### DATA EXTRACT
# # # #

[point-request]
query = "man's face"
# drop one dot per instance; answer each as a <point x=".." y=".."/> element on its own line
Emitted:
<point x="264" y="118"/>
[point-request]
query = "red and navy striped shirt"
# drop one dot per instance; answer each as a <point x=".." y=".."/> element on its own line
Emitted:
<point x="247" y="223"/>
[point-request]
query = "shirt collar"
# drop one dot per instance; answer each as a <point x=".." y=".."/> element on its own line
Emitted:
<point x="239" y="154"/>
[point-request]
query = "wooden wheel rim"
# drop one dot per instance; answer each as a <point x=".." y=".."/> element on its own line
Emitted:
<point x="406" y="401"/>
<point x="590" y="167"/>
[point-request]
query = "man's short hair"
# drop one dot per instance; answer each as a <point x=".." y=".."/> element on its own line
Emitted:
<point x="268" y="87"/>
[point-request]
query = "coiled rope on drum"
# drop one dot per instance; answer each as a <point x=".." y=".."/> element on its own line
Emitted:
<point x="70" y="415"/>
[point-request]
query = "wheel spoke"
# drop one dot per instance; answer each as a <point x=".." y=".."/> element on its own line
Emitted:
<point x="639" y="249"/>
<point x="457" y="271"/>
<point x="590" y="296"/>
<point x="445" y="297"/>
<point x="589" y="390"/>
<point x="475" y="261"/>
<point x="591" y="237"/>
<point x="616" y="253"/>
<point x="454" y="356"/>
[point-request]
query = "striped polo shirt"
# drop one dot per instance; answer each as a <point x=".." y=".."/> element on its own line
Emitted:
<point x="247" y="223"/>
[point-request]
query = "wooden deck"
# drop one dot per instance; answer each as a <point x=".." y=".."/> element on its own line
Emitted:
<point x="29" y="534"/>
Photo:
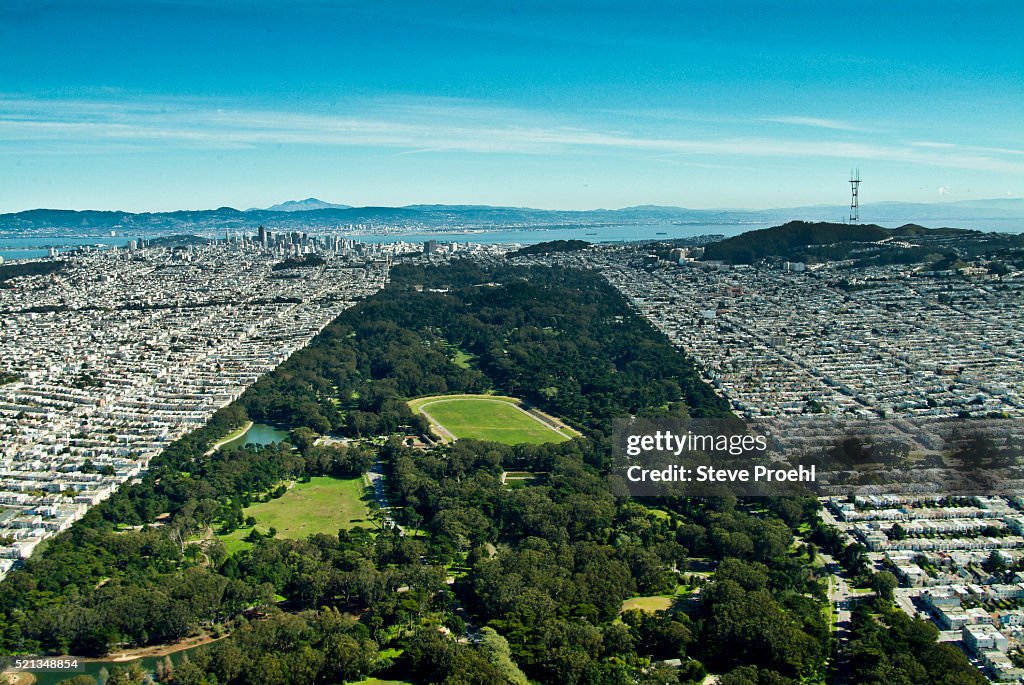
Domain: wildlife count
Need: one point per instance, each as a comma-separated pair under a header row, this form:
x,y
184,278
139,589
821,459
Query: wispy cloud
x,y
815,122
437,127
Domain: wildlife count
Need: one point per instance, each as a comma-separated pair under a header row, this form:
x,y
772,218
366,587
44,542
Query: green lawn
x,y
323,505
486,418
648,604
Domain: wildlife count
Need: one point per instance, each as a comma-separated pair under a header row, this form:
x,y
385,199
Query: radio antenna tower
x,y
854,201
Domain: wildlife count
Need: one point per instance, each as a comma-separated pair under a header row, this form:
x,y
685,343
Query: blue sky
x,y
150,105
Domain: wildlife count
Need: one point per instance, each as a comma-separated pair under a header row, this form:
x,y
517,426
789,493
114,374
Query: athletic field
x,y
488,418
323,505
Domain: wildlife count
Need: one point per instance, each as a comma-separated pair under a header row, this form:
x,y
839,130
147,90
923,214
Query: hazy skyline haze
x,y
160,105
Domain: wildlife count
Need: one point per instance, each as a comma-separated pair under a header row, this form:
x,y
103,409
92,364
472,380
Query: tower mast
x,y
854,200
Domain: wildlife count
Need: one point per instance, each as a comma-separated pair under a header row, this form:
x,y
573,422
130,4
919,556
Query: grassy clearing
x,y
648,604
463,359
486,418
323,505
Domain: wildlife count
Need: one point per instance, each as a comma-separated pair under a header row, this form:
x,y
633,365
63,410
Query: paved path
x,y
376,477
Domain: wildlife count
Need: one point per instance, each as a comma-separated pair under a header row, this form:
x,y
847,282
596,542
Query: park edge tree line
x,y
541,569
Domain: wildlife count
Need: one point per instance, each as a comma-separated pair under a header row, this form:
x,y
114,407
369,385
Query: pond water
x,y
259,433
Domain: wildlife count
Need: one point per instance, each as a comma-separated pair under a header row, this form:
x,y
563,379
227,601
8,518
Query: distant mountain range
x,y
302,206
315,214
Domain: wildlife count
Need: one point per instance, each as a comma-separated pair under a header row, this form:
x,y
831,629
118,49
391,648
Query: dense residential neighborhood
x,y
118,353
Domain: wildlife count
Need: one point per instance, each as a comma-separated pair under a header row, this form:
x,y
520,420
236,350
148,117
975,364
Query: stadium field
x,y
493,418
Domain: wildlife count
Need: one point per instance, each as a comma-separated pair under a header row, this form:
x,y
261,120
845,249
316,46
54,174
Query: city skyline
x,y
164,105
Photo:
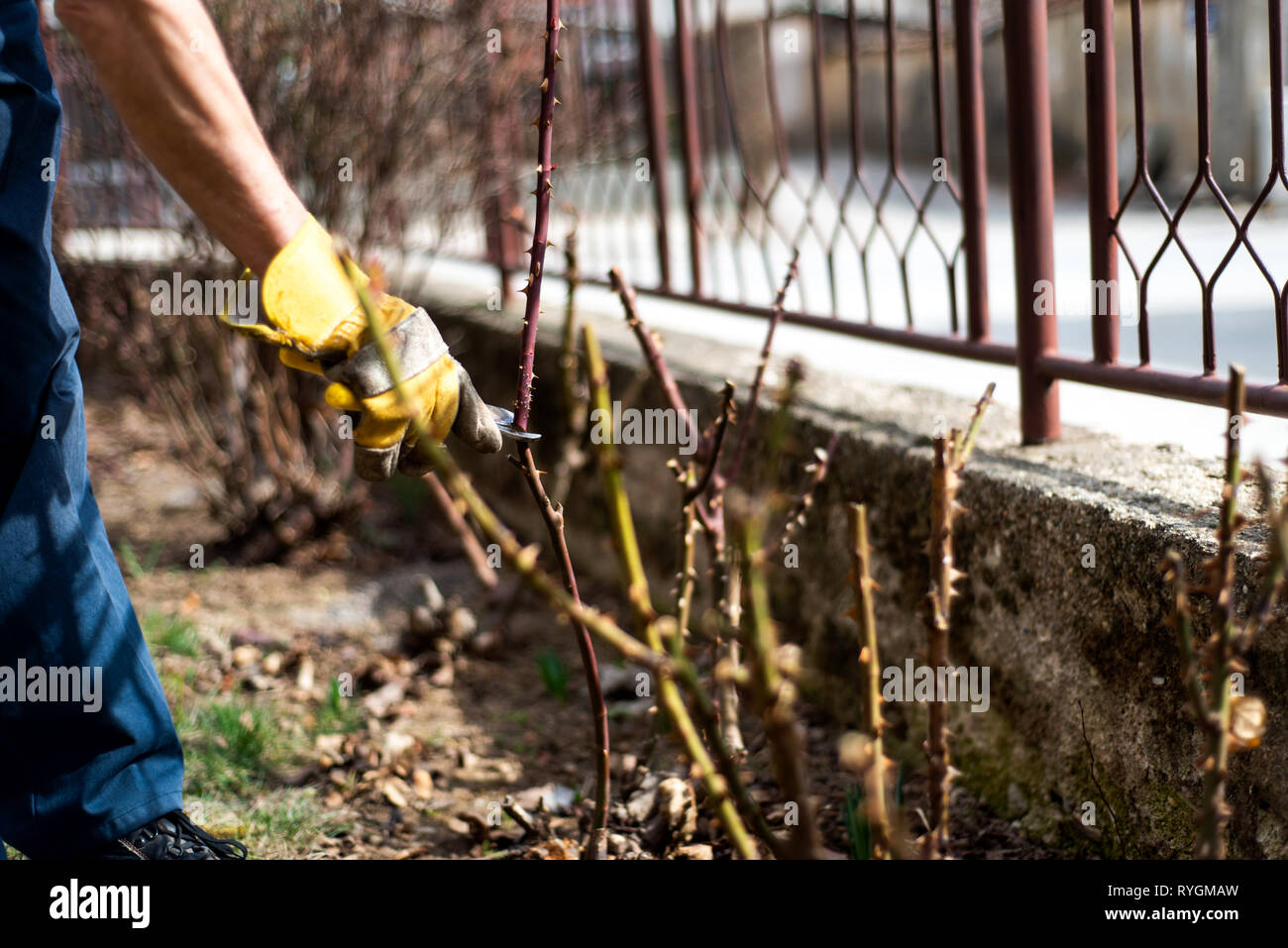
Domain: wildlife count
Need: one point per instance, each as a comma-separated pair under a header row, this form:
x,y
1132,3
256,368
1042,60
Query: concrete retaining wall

# # # #

### THE PROBLEM
When you copy the data above, reproduce each line exactly and skip every image.

### OUTPUT BELOW
[point-request]
query = "man's face"
# drop one dot per instance; answer each as a <point x=".." y=".."/> element on its own line
Emitted:
<point x="264" y="118"/>
[point-request]
query = "red and navy striped shirt"
# drop one dot per instance; answer each as a <point x=".." y=".."/> element on its own line
Emitted:
<point x="247" y="223"/>
[point-request]
query = "shirt collar"
# drop one dot per instance; answer each as a <point x=".." y=".."/> element on its own line
Emitted:
<point x="239" y="154"/>
[point-request]
query = "wooden wheel rim"
# drop one dot per instance; answer each as a <point x=".." y=".."/> element on its own line
Emitted:
<point x="406" y="401"/>
<point x="590" y="167"/>
[point-request]
query = "man's short hair"
# drop one dot per instance; answer each as a <point x=".." y=".."/> element on its own line
Emitted:
<point x="268" y="87"/>
[point-request]
query = "coiled rope on drum"
# drop one dot per instance; answer each as a <point x=".." y=".."/> element on its own line
Emitted:
<point x="70" y="415"/>
[point-request]
query = "wheel spoke"
# drop one dot per instance; answer each as a <point x=".." y=".."/> element on its own line
Emitted:
<point x="639" y="249"/>
<point x="457" y="271"/>
<point x="590" y="296"/>
<point x="445" y="297"/>
<point x="589" y="390"/>
<point x="475" y="261"/>
<point x="591" y="237"/>
<point x="616" y="253"/>
<point x="454" y="356"/>
[point-request]
query = "striped polo shirt"
# drop one dot per instance; answer each as a <point x=".." y=".."/> element on its own line
Emitted:
<point x="247" y="223"/>
[point-request]
query = "wooden deck"
# drop one dot per instance; answer each as a <point x=".." y=".."/> element on its own line
Emitted:
<point x="29" y="534"/>
Photo:
Domain: wildlife count
Need: one point per instance, each as a comma-separated pair under a header row, this form:
x,y
184,278
139,589
821,459
Query: wispy cloud
x,y
815,122
437,127
Domain: wildlife count
Need: one point per instance, each as a comma-separated pair under a header row, this form:
x,y
772,218
366,587
44,542
Query: green lawn
x,y
323,505
486,418
648,604
Domain: wildlife count
Need: one point per instance, each as a comma-separated pair under a header row, this form:
x,y
385,199
Query: radio antenna tower
x,y
854,201
Domain: wildlife count
Need: one point per instance, each as a comma-separated pair under a header row, this form:
x,y
685,343
Query: blue sky
x,y
150,105
Domain: wildlife count
Need: one point per instance, each as a comma-separated pair under a header row, this form:
x,y
517,426
789,493
114,374
Query: athletic field
x,y
488,418
323,505
Domain: wildlife count
Need: one point per instance, each as a comma-separated pair under a header row, this form:
x,y
839,130
147,90
923,214
Query: hazy skyline haze
x,y
160,105
Domain: wildlife count
Need: one point per instance, each as a comma-separated pair under a header row, this form:
x,y
103,409
92,364
472,380
Query: tower mast
x,y
854,200
Domain: wildlife count
Need: one point per instance, each as a comma-separated pair under a header row, this form:
x,y
573,422
130,4
919,556
Query: grassy clearing
x,y
648,604
463,359
486,418
323,505
Domain: wildlife count
Need: one point per instance, each as a comma-separated pair under a header row, this form:
x,y
633,365
63,410
Query: paved path
x,y
376,477
Domain: wildlife count
Need: one point per instance, each as a comma-separated pair under a header row, this form:
x,y
847,282
596,542
Query: park edge tree line
x,y
541,569
Domain: wildlife count
Need: one point per instance, each as a comma-separated pair under a header row, this form:
x,y
114,407
369,385
Query: pond water
x,y
259,433
Domain: wildlife count
Need: one point per instance, each as a comma-separated pair under a header row, this form:
x,y
563,379
227,601
8,518
Query: distant mountain range
x,y
302,206
315,214
Domain: wildlife count
Need: one point per instance, each as a comma-separated pair under a header row, this form:
x,y
831,629
118,49
391,648
Query: dense residential neighborhood
x,y
118,353
Domain: wildlife count
Need: one point per instance, each as a comma-separated pair under a header row, this form:
x,y
520,420
236,350
148,117
975,364
Query: stadium field
x,y
493,418
Domain: wildlife count
Need: one point per instance, each as a comma-separated pair under a header row, this form:
x,y
261,120
845,249
316,46
54,174
Query: city skyline
x,y
164,105
Photo:
Domain: wildlife count
Need: one point per instance, each as a comma-separated pair under a header row, this form:
x,y
1132,3
256,368
1042,60
Query: concrete retaining wall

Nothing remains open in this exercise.